→ Challenge A:
Which two NLTK packages does the notebook excerpt download?
→ Challenge B:
Using the output printed in the notebook excerpt, explain why the NLTK download step doesn't fetch anything new.

→ Text excerpt:
In [1]:
import fitz  # PyMuPDF and nltk gensim used here
import nltk
from sklearn.feature_extraction.text import TfidfVectorizer
from sklearn.metrics.pairwise import cosine_similarity

In [2]:
# Download NLTK data
nltk.download('punkt')
nltk.download('stopwords')

[nltk_data] Downloading package punkt to
[nltk_data]     C:\Users\vivam\AppData\Roaming\nltk_data...
[nltk_data]   Package punkt is already up-to-date!
[nltk_data] Downloading package stopwords to
[nltk_data]     C:\Users\vivam\AppData\Roaming\nltk_data...
[nltk_data]   Package stopwords is already up-to-date!


True

In [3]:
def extract_text_from_pdf(pdf_path):
    doc = fitz.open(pdf_path)
    text = ""
    for page in doc:
        text += page.get_text()

→ Supplied data:
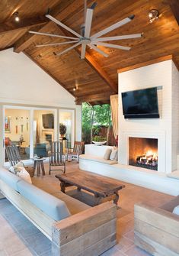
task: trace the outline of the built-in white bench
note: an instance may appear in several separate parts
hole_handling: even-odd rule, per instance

→ Reply A:
punkt and stopwords

→ Reply B:
The log shows that both punkt and stopwords were already in C:\Users\vivam\AppData\Roaming\nltk_data. Each one is reported as "already up-to-date," so there was nothing new to download.